# Given task:
Can you arrange all of the rows below as a numbered list, dropping the blank lines and the pictures?
───── Source records
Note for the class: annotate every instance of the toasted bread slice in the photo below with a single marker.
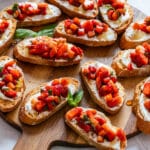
(106, 38)
(133, 37)
(121, 63)
(31, 116)
(7, 36)
(122, 22)
(73, 11)
(52, 14)
(22, 52)
(10, 102)
(94, 93)
(142, 114)
(92, 137)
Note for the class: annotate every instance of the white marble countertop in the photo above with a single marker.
(9, 135)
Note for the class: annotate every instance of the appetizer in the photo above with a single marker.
(116, 13)
(81, 8)
(133, 62)
(7, 30)
(12, 84)
(87, 32)
(44, 50)
(137, 33)
(102, 84)
(96, 128)
(31, 13)
(45, 100)
(141, 105)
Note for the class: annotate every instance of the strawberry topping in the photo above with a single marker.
(54, 49)
(50, 95)
(23, 10)
(145, 26)
(105, 83)
(90, 28)
(9, 81)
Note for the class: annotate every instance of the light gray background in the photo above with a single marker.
(9, 135)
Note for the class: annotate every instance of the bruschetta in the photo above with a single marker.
(116, 13)
(102, 84)
(141, 105)
(96, 128)
(137, 33)
(31, 13)
(12, 84)
(7, 30)
(45, 100)
(82, 8)
(133, 62)
(44, 50)
(87, 32)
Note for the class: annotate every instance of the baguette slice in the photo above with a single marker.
(8, 104)
(92, 137)
(7, 36)
(124, 67)
(106, 38)
(131, 37)
(91, 85)
(74, 11)
(122, 22)
(52, 14)
(31, 116)
(21, 52)
(142, 114)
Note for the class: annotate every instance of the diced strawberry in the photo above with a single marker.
(15, 73)
(2, 83)
(130, 67)
(100, 120)
(121, 135)
(146, 89)
(8, 78)
(10, 93)
(114, 102)
(73, 113)
(100, 3)
(39, 106)
(147, 104)
(88, 6)
(81, 32)
(100, 139)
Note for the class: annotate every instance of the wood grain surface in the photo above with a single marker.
(54, 129)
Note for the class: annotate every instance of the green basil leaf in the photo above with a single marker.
(24, 33)
(74, 100)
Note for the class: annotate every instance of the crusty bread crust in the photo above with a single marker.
(34, 22)
(142, 125)
(21, 53)
(73, 11)
(5, 45)
(94, 42)
(124, 25)
(90, 141)
(7, 105)
(32, 119)
(98, 100)
(122, 71)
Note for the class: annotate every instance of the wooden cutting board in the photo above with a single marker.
(54, 129)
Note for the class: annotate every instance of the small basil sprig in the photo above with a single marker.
(25, 33)
(74, 100)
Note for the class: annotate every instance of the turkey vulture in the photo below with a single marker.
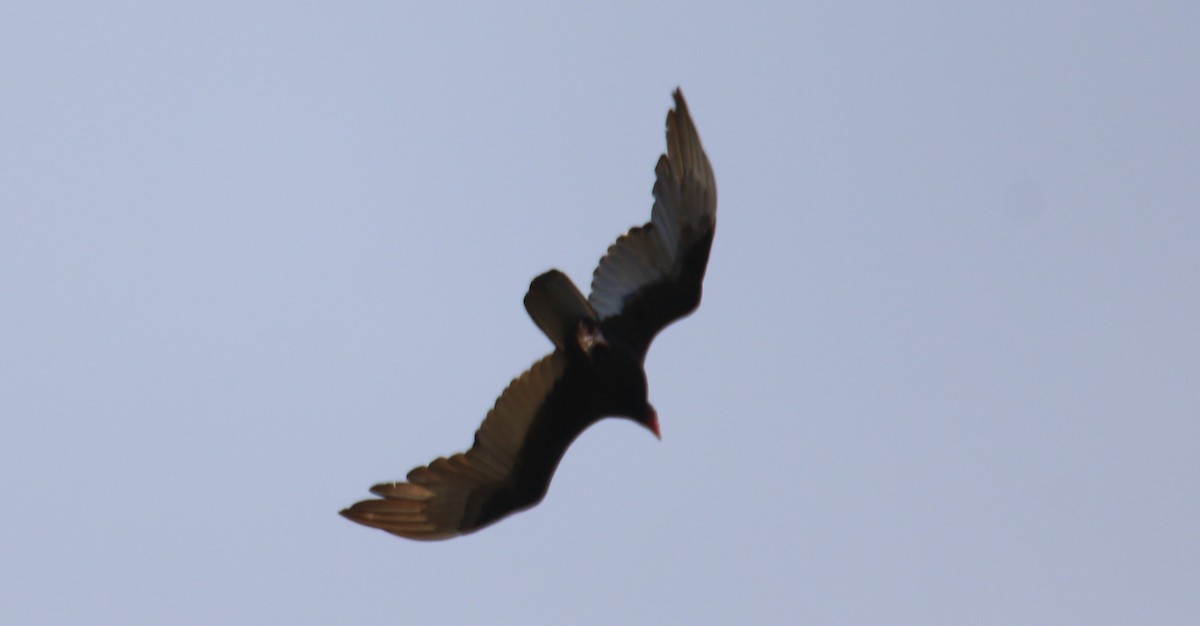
──────────
# Result of this exercise:
1. Note for the class: annotate every instance of the toasted bread slice in the photo below with a single marker.
2. (106, 38)
3. (133, 37)
4. (121, 63)
5. (31, 116)
6. (7, 36)
7. (122, 22)
8. (73, 11)
9. (52, 14)
10. (22, 52)
11. (10, 102)
12. (94, 93)
13. (142, 114)
14. (92, 137)
15. Note for the class: annotate every instance of the white marble countertop in the photo above with a single marker.
16. (9, 135)
17. Note for the class: annotate every instance of the appetizer in the photo above with a single marker.
18. (116, 13)
19. (81, 8)
20. (133, 62)
21. (7, 30)
22. (12, 84)
23. (87, 32)
24. (44, 50)
25. (137, 33)
26. (102, 84)
27. (96, 128)
28. (31, 13)
29. (45, 100)
30. (141, 105)
31. Note for the class: annotate every instance of the strawberry topping in the photo above with a single marker.
32. (54, 49)
33. (50, 95)
34. (23, 10)
35. (145, 26)
36. (105, 83)
37. (90, 28)
38. (9, 81)
39. Note for the class: annotate every instance of the light gray background in the photo above with a single marker.
40. (9, 135)
41. Note for the class: annotate every instance of the bruschetta in the photo above with a single marker.
42. (116, 13)
43. (102, 84)
44. (141, 105)
45. (96, 128)
46. (137, 33)
47. (31, 13)
48. (12, 84)
49. (7, 30)
50. (45, 100)
51. (82, 8)
52. (133, 62)
53. (44, 50)
54. (87, 32)
55. Note for the class: annotate every instance of the baguette slice in the photo above with a single marker.
56. (8, 104)
57. (92, 137)
58. (7, 36)
59. (124, 67)
60. (106, 38)
61. (131, 37)
62. (91, 85)
63. (74, 11)
64. (122, 22)
65. (52, 14)
66. (31, 116)
67. (21, 52)
68. (142, 114)
69. Note for the class: annotate every instance of the diced strawberry in the photo above with a single marker.
70. (15, 73)
71. (2, 83)
72. (130, 67)
73. (100, 120)
74. (121, 135)
75. (146, 89)
76. (8, 78)
77. (10, 93)
78. (114, 102)
79. (73, 113)
80. (100, 3)
81. (39, 106)
82. (147, 104)
83. (88, 6)
84. (81, 32)
85. (100, 139)
86. Note for the class: annotate every instance of the wood grain surface in the photo above with a single marker.
87. (54, 129)
88. Note for the class: annotate every instance of the green basil leaf in the photo above with a single marker.
89. (24, 33)
90. (74, 100)
91. Note for the class: annotate every instance of the crusty bread crust in the photo above with a single marker.
92. (34, 22)
93. (142, 125)
94. (21, 53)
95. (73, 11)
96. (5, 45)
97. (94, 42)
98. (124, 25)
99. (90, 141)
100. (7, 105)
101. (32, 119)
102. (98, 100)
103. (122, 71)
104. Note for the class: annotate every instance of the wooden cutting board in the photo above with a single marker.
105. (54, 129)
106. Note for the class: annotate every instance of the small basil sprig in the photo above with a single marker.
107. (25, 33)
108. (74, 100)
109. Note for the class: annotate every instance of the turkey vulture in the photo below with a single marker.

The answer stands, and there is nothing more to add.